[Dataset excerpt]
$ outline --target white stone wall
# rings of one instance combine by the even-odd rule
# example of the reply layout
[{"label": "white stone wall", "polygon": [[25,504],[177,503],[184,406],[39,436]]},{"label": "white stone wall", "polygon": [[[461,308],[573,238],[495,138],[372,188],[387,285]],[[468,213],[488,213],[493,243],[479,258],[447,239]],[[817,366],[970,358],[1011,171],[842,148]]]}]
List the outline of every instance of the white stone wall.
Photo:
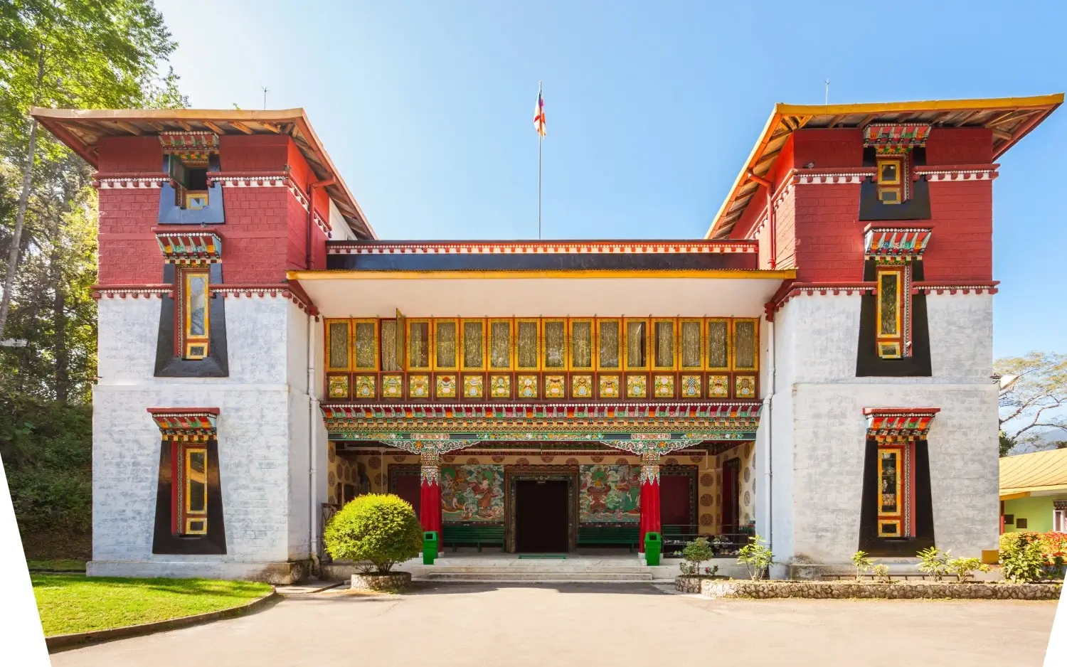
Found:
[{"label": "white stone wall", "polygon": [[[159,313],[159,299],[99,301],[100,378],[93,393],[93,558],[99,561],[95,570],[143,573],[148,567],[165,573],[185,571],[177,563],[190,561],[265,563],[306,558],[307,315],[281,297],[227,298],[229,377],[156,378]],[[321,324],[315,332],[321,332]],[[317,356],[321,364],[321,350]],[[160,433],[147,408],[173,407],[220,410],[225,555],[152,553]],[[324,470],[327,438],[321,419],[318,428],[317,458]],[[324,487],[318,495],[324,496]],[[115,570],[114,562],[105,561],[142,565],[120,565]]]},{"label": "white stone wall", "polygon": [[[800,296],[776,314],[774,551],[844,562],[858,549],[863,408],[940,408],[928,436],[937,546],[996,549],[992,297],[927,297],[933,377],[857,378],[859,296]],[[761,526],[762,527],[762,526]]]}]

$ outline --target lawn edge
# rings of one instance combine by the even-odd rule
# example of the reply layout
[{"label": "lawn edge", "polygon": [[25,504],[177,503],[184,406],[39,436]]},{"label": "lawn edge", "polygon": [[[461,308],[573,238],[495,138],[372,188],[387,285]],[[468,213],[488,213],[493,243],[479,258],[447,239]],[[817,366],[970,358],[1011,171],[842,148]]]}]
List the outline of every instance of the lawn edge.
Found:
[{"label": "lawn edge", "polygon": [[179,628],[188,628],[189,625],[197,625],[209,621],[243,616],[245,614],[257,612],[281,599],[282,594],[277,592],[276,588],[271,586],[271,591],[268,594],[236,607],[219,609],[217,612],[205,612],[204,614],[194,614],[192,616],[179,616],[178,618],[170,618],[163,621],[154,621],[152,623],[141,623],[138,625],[123,625],[122,628],[110,628],[108,630],[93,630],[90,632],[52,635],[50,637],[45,637],[45,644],[48,646],[48,652],[52,653],[57,649],[66,649],[81,646],[83,644],[95,644],[98,641],[111,641],[112,639],[126,639],[128,637],[152,635],[157,632],[177,630]]}]

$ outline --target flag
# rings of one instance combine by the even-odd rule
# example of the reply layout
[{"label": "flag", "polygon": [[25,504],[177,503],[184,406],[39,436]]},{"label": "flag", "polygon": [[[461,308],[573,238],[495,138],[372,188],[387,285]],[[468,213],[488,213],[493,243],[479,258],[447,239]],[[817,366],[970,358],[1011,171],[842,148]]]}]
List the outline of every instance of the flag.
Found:
[{"label": "flag", "polygon": [[540,86],[537,91],[537,106],[534,107],[534,129],[542,137],[547,133],[544,124],[544,97],[541,95]]}]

[To be done] Can you update the entries above so that "reply layout" becomes "response format" everywhere, with nothing else changed and the pictures left out of your answer?

[Result of this task]
$ outline --target white stone wall
# rings of one instance combine by the even-odd rule
# example of the response format
[{"label": "white stone wall", "polygon": [[25,504],[177,503],[184,406],[39,436]]},{"label": "white stone wall", "polygon": [[[461,308],[573,238],[495,138],[372,188],[387,285]],[[468,213],[488,213],[493,243],[479,258],[447,239]],[[817,366],[970,358],[1011,171],[842,148]]]}]
List the outline of every instance of the white stone wall.
Photo:
Found:
[{"label": "white stone wall", "polygon": [[[159,313],[159,299],[99,301],[100,378],[93,393],[93,558],[99,561],[95,570],[143,573],[148,567],[165,573],[185,571],[177,563],[190,561],[265,563],[306,558],[307,315],[281,297],[227,298],[229,377],[156,378]],[[321,324],[315,332],[321,332]],[[317,356],[321,364],[321,350]],[[160,433],[147,408],[173,407],[220,410],[225,555],[152,553]],[[324,470],[327,438],[321,419],[318,428],[317,458]],[[324,487],[318,495],[324,496]],[[115,570],[114,562],[105,561],[142,565],[120,565]]]},{"label": "white stone wall", "polygon": [[[800,296],[776,314],[774,551],[844,562],[858,549],[863,408],[940,408],[928,436],[937,546],[996,549],[992,297],[927,297],[933,377],[857,378],[859,296]],[[761,526],[762,527],[762,526]]]}]

$ outline --target lawn edge
# rings of one instance combine by the even-odd rule
# example of the response format
[{"label": "lawn edge", "polygon": [[25,504],[177,503],[184,406],[39,436]]},{"label": "lawn edge", "polygon": [[[461,308],[573,238],[495,138],[372,188],[387,285]],[[468,213],[488,213],[493,243],[479,258],[447,239]],[[817,366],[970,358],[1011,171],[842,148]]]}]
List the outline of every instance of the lawn edge.
Found:
[{"label": "lawn edge", "polygon": [[179,628],[188,628],[189,625],[197,625],[209,621],[243,616],[245,614],[257,612],[281,599],[282,594],[277,592],[276,588],[271,586],[271,591],[268,594],[236,607],[219,609],[217,612],[205,612],[204,614],[194,614],[192,616],[179,616],[178,618],[170,618],[163,621],[154,621],[152,623],[141,623],[138,625],[123,625],[122,628],[110,628],[108,630],[93,630],[90,632],[52,635],[50,637],[45,637],[45,644],[48,646],[48,652],[52,653],[57,649],[66,649],[81,646],[83,644],[95,644],[98,641],[111,641],[112,639],[126,639],[128,637],[152,635],[157,632],[177,630]]}]

$ outline --target flag
# rings of one instance combine by the even-odd rule
# example of the response format
[{"label": "flag", "polygon": [[25,504],[177,503],[184,406],[39,436]]},{"label": "flag", "polygon": [[[461,308],[573,238],[495,138],[372,188],[387,285]],[[468,213],[488,213],[493,243],[479,258],[447,239]],[[817,366],[970,358],[1011,171],[842,148]]]}]
List the outline of every instance of the flag.
Found:
[{"label": "flag", "polygon": [[540,86],[537,91],[537,106],[534,107],[534,129],[542,137],[547,133],[544,124],[544,97],[541,95]]}]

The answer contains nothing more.